Extending Types

This is the next tutorial, see the previous

Once you have your base transformation up and running it is time to extend the fields. Out of the box we already offer various extensions, the full list of Field types can be found in the reference.

Translating IDs

One of the patterns we see in the evolution with microservices is a move away from fully normalized database schema’s. Modern systems rely more on auto-completion, data is cheaper and probably a lot more reasons to store full strings instead of IDs. In data-migrator this is easily supported for hardcoded values with a small python function:

M = {
  0: "NOT SET",
  1: "Hallo",
  2: "Hello",
  3: "Bonjour"
}

def parse_b(v):
  return M.get(int(v), M[0])

class Result(models.Model):
  id = models.IntField(pos=0) # keep id
  ....
  # replace ID with value
  b  = models.StringField(pos=2, parse=parse_b, default="How are you doing?")

Note the values are parsed as string from the CSV reader.``NULL`` is by default translated to None, which is replaced by the default value and will never see the parse function.

Merging columns

Another migration pattern is to merge separate (boolean) columns back to a single enumeration column. To support that use a row parser instead of a single value parser. If no pos is given, the parser will be row based instead of a value parsed and linked to a single column value:

def employment_type(row):
  if row[26] == "1":          # contractor
    return 'contractor'
  elif row[27] == "1":        # intern
    return 'intern'
  else:
    return 'perm'

class Result(models.Model):
  ....

=====

= Exercise requirements =
A: In the tutorial on extending types, what happens by default to a NULL value read from the CSV?
B: Pick up the tutorial on extending types where it stops, and carry it forward.

Recorded data

=====

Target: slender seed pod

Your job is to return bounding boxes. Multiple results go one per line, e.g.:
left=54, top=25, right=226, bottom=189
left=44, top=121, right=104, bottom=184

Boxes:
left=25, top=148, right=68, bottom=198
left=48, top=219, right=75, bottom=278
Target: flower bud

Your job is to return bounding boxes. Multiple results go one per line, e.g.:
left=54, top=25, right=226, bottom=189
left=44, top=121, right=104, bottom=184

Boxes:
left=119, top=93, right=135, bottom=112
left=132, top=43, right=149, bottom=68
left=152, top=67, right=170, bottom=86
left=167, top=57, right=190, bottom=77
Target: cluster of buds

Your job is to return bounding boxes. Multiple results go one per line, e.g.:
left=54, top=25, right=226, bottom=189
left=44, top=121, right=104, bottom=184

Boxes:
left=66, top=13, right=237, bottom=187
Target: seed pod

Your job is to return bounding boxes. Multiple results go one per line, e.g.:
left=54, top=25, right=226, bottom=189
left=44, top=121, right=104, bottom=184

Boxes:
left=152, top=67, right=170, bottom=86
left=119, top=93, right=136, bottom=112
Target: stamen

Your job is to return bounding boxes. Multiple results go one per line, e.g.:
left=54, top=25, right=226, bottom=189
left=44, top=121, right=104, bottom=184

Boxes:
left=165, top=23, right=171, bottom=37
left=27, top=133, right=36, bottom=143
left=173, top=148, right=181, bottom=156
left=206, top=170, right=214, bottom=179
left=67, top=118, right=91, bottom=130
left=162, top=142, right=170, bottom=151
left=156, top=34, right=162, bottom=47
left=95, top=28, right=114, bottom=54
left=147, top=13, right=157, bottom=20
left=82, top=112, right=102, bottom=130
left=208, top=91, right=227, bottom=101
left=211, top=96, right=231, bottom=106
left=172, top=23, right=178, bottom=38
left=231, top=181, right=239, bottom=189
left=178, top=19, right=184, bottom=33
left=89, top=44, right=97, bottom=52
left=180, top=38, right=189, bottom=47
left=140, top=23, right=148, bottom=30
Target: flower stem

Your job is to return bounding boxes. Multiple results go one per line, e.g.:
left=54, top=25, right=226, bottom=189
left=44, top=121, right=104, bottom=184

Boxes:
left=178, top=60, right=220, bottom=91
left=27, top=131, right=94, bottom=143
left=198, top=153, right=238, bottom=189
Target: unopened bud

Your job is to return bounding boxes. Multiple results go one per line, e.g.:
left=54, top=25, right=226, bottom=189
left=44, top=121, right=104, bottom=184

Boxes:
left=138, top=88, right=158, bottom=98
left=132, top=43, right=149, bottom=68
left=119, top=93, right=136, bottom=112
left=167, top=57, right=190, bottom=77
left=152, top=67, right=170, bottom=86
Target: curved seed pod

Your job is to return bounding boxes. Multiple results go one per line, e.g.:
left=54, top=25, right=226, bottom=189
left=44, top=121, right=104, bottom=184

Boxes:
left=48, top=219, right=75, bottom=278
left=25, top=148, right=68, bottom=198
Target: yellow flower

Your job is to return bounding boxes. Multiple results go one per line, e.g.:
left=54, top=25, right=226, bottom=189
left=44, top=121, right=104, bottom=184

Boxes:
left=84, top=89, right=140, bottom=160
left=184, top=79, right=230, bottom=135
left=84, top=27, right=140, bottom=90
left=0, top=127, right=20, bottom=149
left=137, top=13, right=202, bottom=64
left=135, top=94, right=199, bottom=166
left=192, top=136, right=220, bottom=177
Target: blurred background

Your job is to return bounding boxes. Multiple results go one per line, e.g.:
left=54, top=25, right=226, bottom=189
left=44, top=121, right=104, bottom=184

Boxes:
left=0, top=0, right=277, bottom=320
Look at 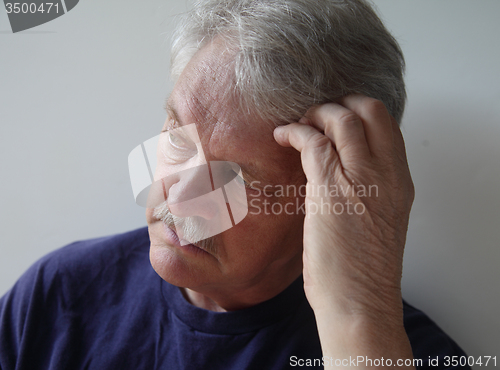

=====

= Outputs in order =
A: It is translated to None, replaced by the default value, and never reaches the parse function.

B:
  b  = models.StringField(parse=employment_type, default="perm")

Dynamic lookups

At moments one needs to lookup values in the target database. Do not be shy to generate dynamic lookups in the target database using SELECT statements that run during import into the target database.

class Result(models.Model):
  recruiter_uuid = models.StringField(pos=38,
    replacement=lambda x:'(SELECT uuid FROM `persons` WHERE `mail`="%s" limit 0,1)' % x)

This can off course be combined with python based transformations to fix deleted values:

def recruiter(v):
  if v is None or v in ['missing1@mail.com', 'missing2@mail.com']:
      return 'default_person@mail.com'
  else:
    return v

class Result(models.Model):
  recruiter_uuid = models.StringField(pos=38, parse=recruiter,
    replacement=lambda x:'(SELECT uuid FROM `persons` WHERE `mail`="%s" limit 0,1)' % x)

The output is a value for the target database as being the input for a query on that target database. BTW replacement by output string is considered a default. Therefore the replacement string in format type of transformation can be provided directly:

...

class Result(models.Model):
  recruiter_uuid = models.StringField(pos=38, parse=recruiter,
    replacement='(SELECT uuid FROM `persons` WHERE `mail`="{}" limit 0,1)')

Table lookups

For larger tables there is support for table driven lookups from external CSV files. It is also possible for the map (just a key,value) to be ad-hoc generated by other means. data-migrator offers a helper function read_map_from_csv() to read the csv.

from data_migrator.contrib.read import read_map_from_csv

class Result(models.Model):
  country = models.MappingField(pos=33, default='NLD',
    data_map=read_map_from_csv(f=open('data/country.csv'), delimiter=';', key='country_id', value='alpha3'))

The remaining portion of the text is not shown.